* **Exercise instructions**
Repeat every record below exactly, omitting any pictures.

— BEGIN —

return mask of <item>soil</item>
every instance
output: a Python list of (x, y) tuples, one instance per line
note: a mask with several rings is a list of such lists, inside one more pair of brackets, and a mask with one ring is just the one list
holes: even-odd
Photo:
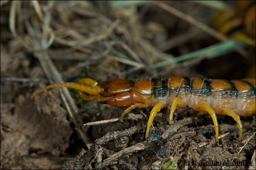
[[(204, 9), (202, 5), (186, 2), (179, 3), (178, 1), (171, 2), (169, 5), (179, 8), (181, 11), (186, 7)], [(61, 19), (56, 13), (53, 13), (52, 24), (57, 38), (47, 50), (55, 66), (63, 75), (66, 81), (76, 82), (84, 77), (90, 77), (100, 82), (116, 77), (135, 79), (185, 75), (239, 79), (246, 76), (251, 66), (255, 66), (255, 59), (253, 59), (255, 54), (253, 48), (247, 51), (251, 63), (248, 62), (248, 58), (246, 59), (235, 52), (210, 60), (187, 61), (187, 63), (153, 70), (124, 63), (115, 58), (111, 58), (111, 56), (105, 57), (107, 54), (113, 55), (111, 53), (113, 52), (106, 52), (106, 49), (102, 49), (100, 47), (95, 50), (95, 47), (102, 43), (111, 44), (113, 41), (117, 42), (118, 40), (113, 40), (116, 39), (111, 37), (116, 36), (133, 51), (141, 53), (140, 56), (149, 58), (139, 58), (137, 60), (138, 63), (150, 65), (157, 63), (162, 60), (161, 57), (150, 58), (151, 56), (147, 55), (152, 54), (152, 51), (141, 50), (140, 48), (143, 48), (138, 45), (140, 44), (138, 42), (156, 43), (157, 39), (159, 41), (163, 36), (160, 33), (167, 32), (157, 33), (152, 29), (143, 30), (140, 24), (158, 20), (165, 29), (175, 31), (173, 34), (177, 35), (187, 31), (187, 28), (184, 27), (189, 26), (185, 21), (180, 20), (176, 17), (170, 16), (170, 14), (163, 10), (158, 9), (153, 12), (152, 10), (156, 10), (156, 7), (152, 7), (153, 5), (150, 3), (139, 6), (135, 12), (132, 7), (125, 10), (118, 10), (102, 2), (89, 1), (81, 4), (77, 2), (80, 5), (78, 7), (77, 4), (71, 5), (71, 1), (68, 2), (60, 1), (54, 5), (54, 9), (58, 11), (59, 14), (63, 15), (64, 18)], [(149, 137), (145, 139), (145, 130), (151, 108), (135, 109), (120, 120), (120, 116), (127, 107), (111, 106), (96, 101), (85, 101), (79, 98), (76, 90), (70, 89), (72, 99), (78, 108), (73, 113), (78, 120), (76, 122), (74, 121), (75, 118), (71, 117), (58, 89), (45, 91), (31, 98), (35, 91), (48, 84), (51, 80), (45, 78), (45, 70), (42, 68), (40, 60), (36, 57), (35, 53), (38, 51), (28, 50), (11, 35), (6, 19), (9, 17), (11, 5), (10, 2), (7, 2), (1, 5), (1, 169), (255, 169), (255, 115), (241, 117), (243, 136), (240, 141), (236, 122), (228, 116), (217, 115), (221, 138), (216, 142), (214, 127), (208, 114), (195, 112), (189, 108), (177, 109), (173, 122), (169, 125), (168, 107), (157, 113)], [(22, 8), (29, 6), (22, 5)], [(46, 4), (40, 5), (43, 7)], [(63, 5), (63, 9), (58, 8), (60, 5)], [(68, 5), (71, 7), (70, 10), (68, 10)], [(77, 11), (72, 8), (75, 5)], [(82, 14), (78, 10), (83, 7), (87, 10), (85, 12), (92, 12), (90, 17), (86, 14), (85, 20), (82, 20)], [(90, 11), (91, 8), (94, 10)], [(63, 9), (67, 10), (66, 15)], [(211, 14), (215, 12), (213, 10), (209, 11)], [(85, 37), (85, 39), (106, 31), (107, 27), (104, 28), (106, 26), (103, 24), (101, 25), (102, 18), (93, 15), (94, 12), (102, 15), (107, 14), (106, 17), (111, 19), (112, 22), (110, 25), (116, 20), (120, 20), (119, 24), (125, 26), (121, 28), (127, 29), (117, 29), (114, 31), (114, 35), (110, 36), (109, 39), (106, 38), (105, 41), (99, 39), (92, 44), (84, 44), (83, 47), (92, 50), (87, 53), (84, 50), (81, 52), (78, 46), (69, 46), (67, 44), (62, 44), (58, 41), (57, 38), (61, 36), (70, 36), (70, 42), (77, 41), (78, 35), (67, 33), (72, 32), (72, 29), (81, 29), (79, 32), (82, 36), (79, 35), (79, 38)], [(136, 15), (130, 16), (131, 14), (129, 12)], [(192, 14), (188, 14), (194, 15), (193, 16), (203, 21), (209, 19), (204, 18), (204, 15), (198, 11), (190, 12)], [(145, 14), (146, 13), (148, 13), (147, 15)], [(6, 17), (6, 20), (2, 20), (5, 18), (2, 16)], [(172, 22), (178, 25), (170, 22), (163, 24), (165, 23), (164, 19), (168, 16), (173, 19)], [(129, 24), (125, 25), (127, 21)], [(69, 24), (69, 22), (72, 23)], [(140, 24), (138, 26), (136, 25), (138, 23)], [(63, 31), (61, 32), (62, 34), (60, 34), (57, 31), (64, 29), (62, 27), (66, 24), (67, 26), (66, 27), (69, 29), (65, 30), (66, 32)], [(85, 27), (82, 27), (83, 26)], [(132, 27), (135, 26), (138, 29), (137, 32), (133, 32), (136, 29)], [(184, 30), (179, 30), (176, 27), (183, 28)], [(162, 27), (158, 27), (159, 28)], [(82, 30), (83, 28), (84, 29)], [(131, 33), (128, 34), (128, 31)], [(92, 32), (95, 34), (91, 34)], [(70, 34), (67, 36), (64, 33)], [(140, 37), (138, 35), (147, 41), (140, 41), (141, 39), (138, 38), (136, 40), (137, 36)], [(158, 39), (156, 37), (157, 35), (159, 36)], [(177, 47), (166, 50), (165, 53), (181, 55), (216, 42), (209, 35), (199, 36), (196, 39), (194, 37), (191, 38), (185, 43), (177, 44)], [(131, 42), (133, 44), (129, 44)], [(132, 53), (127, 52), (130, 51), (123, 45), (116, 43), (119, 44), (116, 48), (119, 51), (132, 55)], [(87, 60), (90, 54), (94, 52), (96, 54), (91, 60)], [(60, 56), (62, 58), (58, 58)], [(88, 65), (83, 66), (78, 75), (74, 76), (81, 68), (79, 63), (84, 63), (85, 61)], [(110, 121), (102, 123), (97, 122), (104, 120)], [(83, 126), (84, 124), (93, 122), (97, 123)]]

— END —

* **Result of this exercise**
return mask of <item>soil</item>
every instance
output: a Python list of (x, y) tuples, one instance per line
note: a mask with several rings is a list of such lists, inside one more pair of brackets, and a mask with one ring is just the one list
holes: even-odd
Photo:
[[(204, 9), (202, 5), (186, 2), (179, 3), (178, 1), (171, 2), (169, 5), (179, 8), (181, 11), (186, 7)], [(61, 19), (56, 13), (53, 13), (52, 24), (57, 38), (47, 50), (55, 66), (63, 75), (66, 81), (76, 82), (84, 77), (90, 77), (100, 82), (116, 77), (135, 79), (185, 75), (239, 79), (246, 76), (251, 66), (255, 66), (255, 59), (253, 59), (255, 54), (253, 48), (247, 51), (251, 63), (248, 62), (248, 58), (246, 59), (235, 52), (210, 60), (187, 61), (187, 63), (153, 70), (124, 63), (115, 58), (111, 58), (111, 56), (105, 57), (107, 54), (113, 55), (111, 53), (113, 52), (106, 52), (106, 49), (102, 49), (100, 47), (95, 50), (95, 47), (102, 43), (111, 44), (113, 41), (117, 42), (118, 40), (113, 40), (116, 39), (111, 37), (116, 36), (133, 51), (141, 53), (140, 56), (149, 58), (139, 58), (137, 60), (138, 63), (150, 65), (157, 63), (162, 60), (161, 57), (150, 58), (151, 56), (147, 55), (152, 54), (152, 51), (141, 50), (140, 48), (143, 48), (138, 45), (140, 44), (138, 42), (156, 43), (157, 39), (159, 41), (163, 36), (160, 33), (167, 32), (157, 33), (152, 29), (143, 30), (140, 24), (158, 20), (165, 29), (175, 31), (173, 34), (177, 35), (187, 31), (187, 28), (184, 27), (189, 26), (185, 21), (180, 20), (176, 17), (170, 16), (170, 14), (163, 10), (158, 9), (153, 12), (152, 10), (156, 10), (156, 7), (152, 7), (153, 5), (150, 3), (139, 6), (135, 12), (132, 7), (125, 10), (118, 10), (102, 2), (89, 1), (81, 4), (77, 2), (80, 5), (78, 7), (77, 4), (71, 5), (71, 1), (68, 2), (60, 1), (54, 5), (54, 9), (58, 11), (59, 14), (63, 15), (64, 18)], [(149, 137), (145, 139), (145, 130), (151, 108), (135, 109), (120, 120), (120, 116), (127, 107), (111, 106), (96, 101), (85, 101), (79, 98), (76, 90), (70, 89), (72, 99), (78, 108), (73, 113), (78, 120), (76, 122), (74, 121), (75, 118), (71, 117), (58, 89), (45, 91), (31, 98), (35, 91), (48, 84), (51, 80), (45, 78), (45, 70), (42, 68), (40, 60), (36, 57), (35, 53), (38, 51), (28, 50), (11, 35), (6, 19), (9, 17), (11, 5), (10, 2), (7, 2), (1, 5), (1, 169), (255, 169), (255, 115), (241, 117), (243, 136), (240, 141), (236, 122), (228, 116), (217, 115), (221, 138), (216, 142), (214, 127), (208, 114), (195, 112), (189, 108), (177, 109), (173, 122), (169, 125), (168, 107), (157, 113)], [(22, 8), (29, 6), (22, 5)], [(46, 4), (40, 5), (43, 7)], [(63, 5), (63, 9), (58, 8), (60, 5)], [(68, 5), (71, 7), (70, 10), (68, 10)], [(77, 11), (72, 8), (75, 5)], [(82, 14), (78, 10), (83, 7), (87, 10), (85, 12), (92, 12), (90, 17), (86, 14), (85, 20), (82, 20)], [(90, 11), (91, 8), (94, 10)], [(63, 9), (67, 10), (66, 15)], [(211, 14), (215, 12), (213, 10), (209, 11)], [(85, 37), (85, 39), (106, 31), (107, 27), (104, 28), (106, 26), (103, 24), (101, 25), (102, 18), (93, 15), (94, 12), (102, 15), (107, 14), (106, 17), (111, 19), (112, 22), (110, 25), (116, 20), (120, 20), (119, 24), (125, 26), (121, 28), (127, 29), (117, 29), (114, 31), (114, 35), (110, 36), (109, 39), (106, 38), (105, 41), (99, 39), (92, 44), (84, 44), (83, 47), (92, 50), (87, 53), (84, 50), (81, 52), (78, 46), (69, 46), (67, 44), (62, 44), (58, 41), (57, 38), (61, 36), (70, 36), (70, 42), (77, 41), (78, 35), (67, 33), (72, 32), (72, 29), (81, 29), (79, 32), (82, 36), (79, 35), (79, 38)], [(136, 15), (130, 16), (131, 14), (129, 12)], [(192, 14), (188, 14), (194, 15), (193, 16), (203, 21), (209, 19), (204, 18), (204, 15), (198, 11), (190, 12)], [(145, 14), (146, 13), (148, 13), (147, 15)], [(6, 17), (6, 20), (2, 20), (5, 18), (2, 16)], [(172, 22), (178, 25), (170, 22), (163, 24), (165, 23), (164, 19), (168, 16), (173, 19)], [(129, 24), (125, 25), (127, 21)], [(69, 24), (69, 22), (72, 23)], [(140, 24), (138, 26), (136, 25), (138, 23)], [(63, 31), (61, 32), (62, 34), (60, 34), (57, 31), (64, 29), (62, 27), (66, 24), (67, 26), (66, 27), (69, 29), (65, 30), (66, 32)], [(85, 27), (82, 27), (83, 26)], [(132, 27), (135, 26), (138, 29), (137, 32), (133, 32), (136, 29)], [(184, 30), (179, 30), (176, 27), (183, 28)], [(162, 27), (158, 27), (159, 28)], [(82, 30), (83, 28), (84, 29)], [(131, 33), (128, 34), (128, 31)], [(92, 32), (95, 34), (91, 34)], [(70, 34), (67, 36), (64, 33)], [(140, 37), (138, 35), (147, 41), (140, 41), (141, 39), (138, 38), (136, 40), (137, 36)], [(158, 39), (156, 37), (157, 35), (159, 36)], [(177, 47), (166, 50), (165, 53), (181, 55), (216, 42), (209, 35), (199, 36), (196, 39), (194, 37), (191, 38), (185, 43), (177, 44)], [(131, 42), (133, 44), (129, 44)], [(132, 53), (127, 52), (130, 51), (123, 45), (116, 43), (119, 44), (116, 48), (119, 51), (132, 55)], [(87, 60), (90, 54), (94, 52), (96, 54), (91, 60)], [(60, 56), (62, 58), (58, 58)], [(88, 65), (83, 66), (78, 75), (74, 76), (81, 68), (79, 63), (84, 63), (85, 61)], [(110, 121), (102, 123), (97, 122), (104, 120)], [(83, 126), (84, 124), (93, 122), (97, 123)]]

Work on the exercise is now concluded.